§ TEXT PROVIDED:
Sorry, this won't work. First, you start the proof by considering two arbitrary subsets S and S'. Such a proof corresponds to a theorem that starts with "For all subsets S and S', ..." One prove universal claims by considering an arbitrary object. In your case, however, the claim starts with "There exist two subsets S and S' such that ..." To prove it, you either need to construct these subsets or invoke another result that proves existence, such as pigeonhole principle. Viewed from another angle, it is wrong to start a proof by considering some S and S' when your task is to prove that such subsets (with equal sums) exist!

Second, S' > S does not make sense because S and S' are subsets, not numbers, and it is not clear what it means for one subset to be greater than another. Also, you have not shown S' > S, so you can's say "since S'>S."

Third, it is not clear how your situation satisfies the premise of the pigeonhole principle. Finally, the problem does not ask to show that two numbers belong to both sets, rather, that there exist two sets with the same sum.

To appy pigeonhole principle, you need to calculate how many nonempty subsets of 10 numbers (pigeons) there are. Each number is associated with its sum (hole). You can apply the principle if the number of subsets is greater than the number of possible sums.

Re: A question about sets

Thank you very much for your advice and help.

§ PROVIDED INFORMATION:
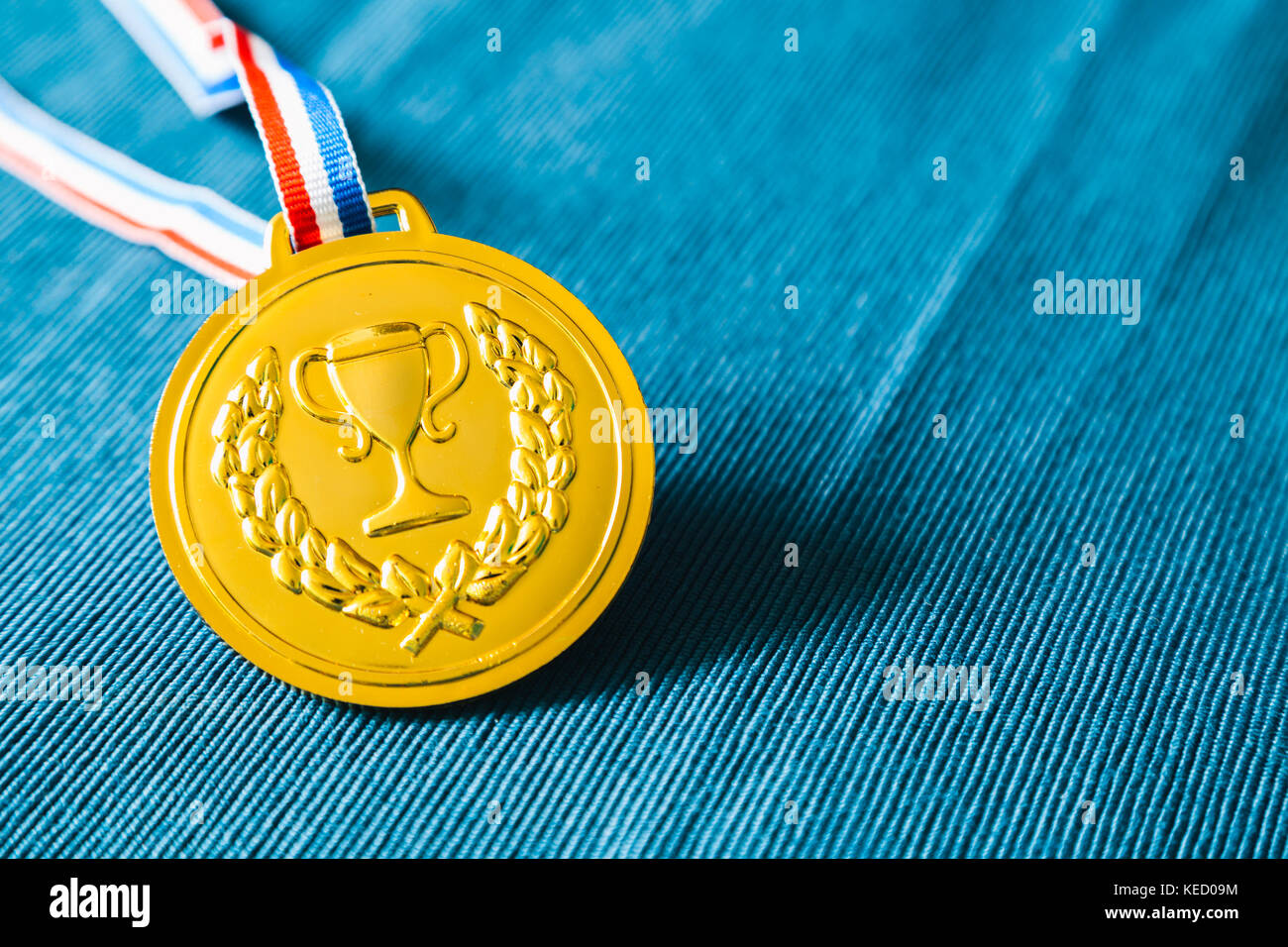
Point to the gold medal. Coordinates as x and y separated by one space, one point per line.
378 482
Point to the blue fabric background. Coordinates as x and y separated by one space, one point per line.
1111 684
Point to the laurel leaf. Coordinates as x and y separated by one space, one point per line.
526 393
349 569
228 421
498 534
456 566
223 464
561 431
312 548
271 491
522 500
377 607
400 578
510 338
265 424
510 369
292 521
553 505
286 569
256 455
558 388
536 354
322 587
246 394
529 432
259 535
481 318
270 397
243 491
492 581
527 468
561 468
533 534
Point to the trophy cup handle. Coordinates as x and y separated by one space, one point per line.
323 414
462 365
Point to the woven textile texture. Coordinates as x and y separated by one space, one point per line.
1137 688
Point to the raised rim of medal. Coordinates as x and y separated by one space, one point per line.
574 616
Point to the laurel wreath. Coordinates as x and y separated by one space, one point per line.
274 522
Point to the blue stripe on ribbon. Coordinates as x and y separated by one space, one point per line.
351 200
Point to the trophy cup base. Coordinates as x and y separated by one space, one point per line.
412 508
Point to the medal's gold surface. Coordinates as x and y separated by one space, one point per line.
378 483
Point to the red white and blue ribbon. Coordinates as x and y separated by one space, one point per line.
308 147
191 224
213 63
185 40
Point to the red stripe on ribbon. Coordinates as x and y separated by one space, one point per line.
286 169
22 161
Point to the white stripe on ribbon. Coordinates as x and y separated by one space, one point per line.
192 224
304 141
184 40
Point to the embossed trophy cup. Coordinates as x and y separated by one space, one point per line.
381 376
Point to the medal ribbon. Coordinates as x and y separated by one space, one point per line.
213 63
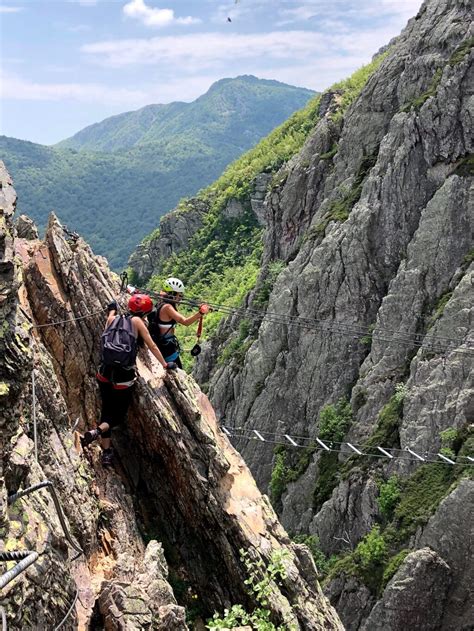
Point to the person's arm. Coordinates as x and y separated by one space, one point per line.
145 335
112 309
171 312
110 319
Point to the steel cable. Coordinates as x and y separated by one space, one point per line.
351 449
49 485
432 343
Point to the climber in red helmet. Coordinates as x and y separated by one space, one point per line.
117 375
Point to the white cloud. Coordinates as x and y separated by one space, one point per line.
206 48
151 16
6 9
84 3
14 87
321 10
197 51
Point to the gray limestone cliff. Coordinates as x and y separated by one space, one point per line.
169 520
173 235
374 222
179 226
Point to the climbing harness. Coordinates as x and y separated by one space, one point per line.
438 344
124 281
196 349
345 448
25 558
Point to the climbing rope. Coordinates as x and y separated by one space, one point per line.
58 322
345 448
25 558
69 611
439 344
49 485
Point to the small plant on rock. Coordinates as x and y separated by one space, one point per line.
260 583
389 496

§ GIVEN INSTRUCTION 1:
Answer these questions using the forum reply on the proof:
(a) What kind of theorem does a proof that begins with two arbitrary subsets S and S' correspond to?
(b) Why does S' > S not make sense?
(c) Under what condition can the pigeonhole principle be applied?
§ GIVEN INSTRUCTION 2: From the forum reply on the proof, extract the passage starting at "Second, S' >" and ending at "advice and help.".
The entries have no connection to the forum reply.

§ FULL ANSWER 1:
(a) A theorem that starts with "For all subsets S and S', ..."
(b) S and S' are subsets, not numbers, and it is not clear what it means for one subset to be greater than another.
(c) The number of subsets must be greater than the number of possible sums.

§ FULL ANSWER 2:
Second, S' > S does not make sense because S and S' are subsets, not numbers, and it is not clear what it means for one subset to be greater than another. Also, you have not shown S' > S, so you can's say "since S'>S."

Third, it is not clear how your situation satisfies the premise of the pigeonhole principle. Finally, the problem does not ask to show that two numbers belong to both sets, rather, that there exist two sets with the same sum.

To appy pigeonhole principle, you need to calculate how many nonempty subsets of 10 numbers (pigeons) there are. Each number is associated with its sum (hole). You can apply the principle if the number of subsets is greater than the number of possible sums.

Re: A question about sets

Thank you very much for your advice and help.